Where in the data does the word "recording" appear? Find those lines and copy them.

AVAILABLE DATA:

+ + + + +

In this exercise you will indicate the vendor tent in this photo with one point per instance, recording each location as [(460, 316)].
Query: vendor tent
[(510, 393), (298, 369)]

+ + + + +

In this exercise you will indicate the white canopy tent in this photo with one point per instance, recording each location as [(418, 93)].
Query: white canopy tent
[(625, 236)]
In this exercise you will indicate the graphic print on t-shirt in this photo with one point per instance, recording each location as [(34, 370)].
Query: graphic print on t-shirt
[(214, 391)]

+ + + + +

RESPONSE AREA:
In this exercise you will indicate the vendor tent in this photo with one point per instance, recording each location as [(460, 316)].
In this exercise you will indicate the white canopy tent in this photo with one point per instance, recording each location as [(418, 93)].
In this exercise you will indicate the graphic print on t-shirt in this photo with one point per instance, recording each location as [(34, 370)].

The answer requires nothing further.